Prompt:
Give back an exact copy of the listing that follows, without the pictures.

Available data:
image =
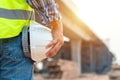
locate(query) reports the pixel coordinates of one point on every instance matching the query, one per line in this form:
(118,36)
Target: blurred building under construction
(84,48)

Answer:
image =
locate(query) reports the pixel coordinates of one point on every instance matching the query, one per line in this form:
(118,36)
Target: blurred building under construction
(84,48)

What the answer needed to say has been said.